◆ Source data ◆
----------------

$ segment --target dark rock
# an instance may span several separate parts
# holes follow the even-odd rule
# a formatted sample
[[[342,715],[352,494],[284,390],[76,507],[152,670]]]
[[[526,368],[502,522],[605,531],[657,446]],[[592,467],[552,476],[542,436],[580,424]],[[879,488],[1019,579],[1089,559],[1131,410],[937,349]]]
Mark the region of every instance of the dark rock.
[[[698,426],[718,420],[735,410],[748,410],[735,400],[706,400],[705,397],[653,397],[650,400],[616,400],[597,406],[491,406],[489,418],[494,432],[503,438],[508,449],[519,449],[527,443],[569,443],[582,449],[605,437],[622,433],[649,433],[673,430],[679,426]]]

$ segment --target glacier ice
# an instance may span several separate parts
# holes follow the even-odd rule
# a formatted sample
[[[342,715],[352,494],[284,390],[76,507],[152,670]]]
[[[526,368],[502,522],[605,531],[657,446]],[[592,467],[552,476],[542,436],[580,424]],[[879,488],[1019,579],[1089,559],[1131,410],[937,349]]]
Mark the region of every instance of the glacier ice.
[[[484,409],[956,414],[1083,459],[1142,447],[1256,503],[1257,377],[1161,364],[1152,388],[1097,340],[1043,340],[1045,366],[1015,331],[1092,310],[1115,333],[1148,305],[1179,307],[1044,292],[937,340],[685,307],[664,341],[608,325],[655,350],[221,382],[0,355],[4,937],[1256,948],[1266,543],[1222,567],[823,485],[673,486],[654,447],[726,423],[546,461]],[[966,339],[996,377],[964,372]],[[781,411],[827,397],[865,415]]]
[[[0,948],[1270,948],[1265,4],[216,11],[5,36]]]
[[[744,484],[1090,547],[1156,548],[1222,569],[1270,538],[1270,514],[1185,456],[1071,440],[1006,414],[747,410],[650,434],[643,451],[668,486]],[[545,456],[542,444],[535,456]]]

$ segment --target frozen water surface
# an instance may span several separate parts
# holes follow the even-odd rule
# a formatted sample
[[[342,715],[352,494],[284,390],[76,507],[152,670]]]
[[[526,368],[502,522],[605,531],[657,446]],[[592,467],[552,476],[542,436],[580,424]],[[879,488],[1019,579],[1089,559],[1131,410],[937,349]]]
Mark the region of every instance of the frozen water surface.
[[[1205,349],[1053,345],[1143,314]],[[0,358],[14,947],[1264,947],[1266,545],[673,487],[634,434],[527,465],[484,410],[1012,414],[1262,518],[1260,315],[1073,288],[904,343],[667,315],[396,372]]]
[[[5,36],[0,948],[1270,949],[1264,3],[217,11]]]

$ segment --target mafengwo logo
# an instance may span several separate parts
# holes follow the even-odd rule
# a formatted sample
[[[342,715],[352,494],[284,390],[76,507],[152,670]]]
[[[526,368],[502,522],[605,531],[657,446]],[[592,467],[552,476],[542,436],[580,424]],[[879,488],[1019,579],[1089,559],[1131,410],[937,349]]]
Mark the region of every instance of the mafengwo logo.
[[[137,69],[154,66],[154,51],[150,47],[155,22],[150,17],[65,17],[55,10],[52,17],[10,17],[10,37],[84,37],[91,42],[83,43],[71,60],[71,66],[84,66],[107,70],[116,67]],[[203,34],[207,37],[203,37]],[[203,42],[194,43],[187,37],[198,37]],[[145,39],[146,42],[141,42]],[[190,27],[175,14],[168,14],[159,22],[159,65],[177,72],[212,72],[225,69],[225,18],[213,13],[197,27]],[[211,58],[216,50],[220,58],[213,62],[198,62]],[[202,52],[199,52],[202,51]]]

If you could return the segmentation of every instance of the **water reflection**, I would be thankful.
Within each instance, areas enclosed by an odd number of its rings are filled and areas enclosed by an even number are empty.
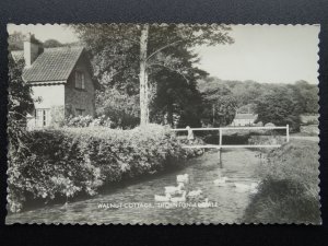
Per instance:
[[[145,180],[140,184],[118,188],[115,192],[99,195],[89,200],[49,206],[34,211],[11,214],[7,223],[236,223],[241,222],[249,202],[249,192],[237,192],[234,181],[250,184],[258,180],[256,168],[259,161],[256,152],[249,150],[225,151],[222,154],[224,168],[218,164],[218,153],[208,152],[190,160],[190,165],[179,172]],[[154,204],[154,195],[163,195],[165,186],[176,184],[177,174],[189,174],[188,189],[201,189],[197,201],[206,198],[216,202],[214,208],[160,208]],[[213,180],[221,175],[227,176],[225,187],[214,186]],[[194,200],[192,200],[194,201]],[[104,203],[142,202],[154,204],[152,208],[98,208]]]

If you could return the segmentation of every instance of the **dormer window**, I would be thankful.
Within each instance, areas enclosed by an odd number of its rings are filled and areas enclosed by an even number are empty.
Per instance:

----------------

◆ STATED GOAL ◆
Without including any pictures, print each record exactly.

◆ TASK SOLUTION ◆
$ segment --target dark rock
# an instance may span several separate parts
# holes follow the even-odd rule
# a formatted sample
[[[342,715],[352,494],[284,390],[76,507],[152,670]]]
[[[526,368],[502,522],[605,531],[657,446]],[[592,467],[552,476],[542,436],[580,424]],[[879,488],[1019,579],[1089,559],[1131,410],[937,349]]]
Mark the region of every instance of the dark rock.
[[[698,426],[718,420],[735,410],[748,410],[735,400],[706,400],[705,397],[653,397],[650,400],[616,400],[597,406],[491,406],[489,418],[494,432],[503,438],[508,449],[519,449],[527,443],[569,443],[582,449],[605,437],[622,433],[649,433],[673,430],[679,426]]]

$ segment --target glacier ice
# an instance may span several separate parts
# holes follow the even-odd rule
# a formatted sample
[[[342,715],[352,494],[284,390],[76,507],[152,670]]]
[[[526,368],[502,522],[605,531],[657,446]],[[592,467],[552,476],[542,436],[580,424]],[[879,488],[1019,579],[1089,559],[1131,410],[937,349]]]
Mark the region of every instance of the glacier ice.
[[[484,409],[956,414],[1083,459],[1142,447],[1256,503],[1257,377],[1161,364],[1152,388],[1097,340],[1043,340],[1045,366],[1015,331],[1092,310],[1115,333],[1148,305],[1179,307],[1044,292],[937,340],[685,307],[664,341],[608,325],[655,350],[221,382],[0,355],[4,937],[1256,948],[1266,543],[1222,567],[823,485],[673,486],[654,447],[726,423],[546,461]],[[966,339],[996,377],[964,372]],[[781,411],[827,397],[865,415]]]
[[[0,948],[1270,948],[1265,4],[216,11],[5,36]]]
[[[744,484],[1090,547],[1156,548],[1222,569],[1270,538],[1270,514],[1185,456],[1071,440],[1006,414],[747,410],[650,434],[643,451],[668,486]],[[545,456],[542,444],[535,456]]]

$ segment --target frozen water surface
# an instance may span several separate parts
# holes follow the even-odd rule
# a formatted sample
[[[342,715],[352,494],[284,390],[76,507],[152,670]]]
[[[526,368],[502,522],[605,531],[657,446]],[[592,467],[552,476],[542,436],[580,424]],[[879,488],[1019,579],[1089,559],[1131,410],[937,349]]]
Mark the region of every instance of the frozen water surface.
[[[1205,349],[1053,345],[1143,314]],[[0,358],[14,947],[1264,947],[1266,545],[673,487],[634,434],[527,465],[484,410],[1012,414],[1262,518],[1260,315],[1073,288],[904,343],[667,315],[396,372]]]
[[[5,36],[0,948],[1270,949],[1264,3],[217,11]]]

$ segment --target mafengwo logo
# an instance may span several separate parts
# holes follow the even-odd rule
# a formatted sample
[[[342,715],[352,494],[284,390],[76,507],[152,670]]]
[[[526,368],[502,522],[605,531],[657,446]],[[592,467],[552,476],[542,436],[580,424]],[[879,488],[1019,579],[1089,559],[1131,410],[937,349]]]
Mark the region of every instance of the mafengwo logo.
[[[137,69],[154,66],[154,51],[150,47],[155,22],[150,17],[65,17],[55,10],[52,17],[10,17],[10,37],[84,37],[91,42],[83,43],[71,60],[71,66],[84,66],[107,70],[116,67]],[[203,34],[207,37],[203,37]],[[203,42],[194,43],[187,37],[198,37]],[[145,39],[146,42],[141,42]],[[190,27],[175,14],[168,14],[159,22],[159,65],[177,72],[212,72],[225,69],[225,18],[213,13],[197,27]],[[211,58],[216,50],[220,58],[213,62],[198,62]],[[202,52],[199,52],[202,51]]]

If you could return the segmentation of every instance of the **water reflection**, I would be thankful.
Within each instance, areas enclosed by an odd number of its rings are filled and areas enclosed by an even number are empty.
Per instance:
[[[145,180],[140,184],[118,188],[115,192],[99,195],[89,200],[49,206],[34,211],[11,214],[7,223],[236,223],[241,222],[249,202],[249,192],[237,192],[234,181],[250,184],[258,180],[256,168],[259,161],[256,152],[249,150],[225,151],[222,154],[224,168],[218,164],[218,153],[208,152],[190,160],[190,165],[179,172]],[[154,204],[154,195],[163,195],[165,186],[176,184],[177,174],[189,174],[188,189],[201,189],[197,201],[206,198],[216,202],[214,208],[160,208]],[[213,180],[221,175],[227,176],[225,187],[214,186]],[[194,200],[192,200],[194,201]],[[104,203],[142,202],[154,204],[152,208],[98,208]]]

If you could return the segmentation of every instance of the **dormer window**, I would be thankful.
Within each instance, areas enclosed by an odd number of its rings are filled and areas enclosed by an even number are empty.
Per instance:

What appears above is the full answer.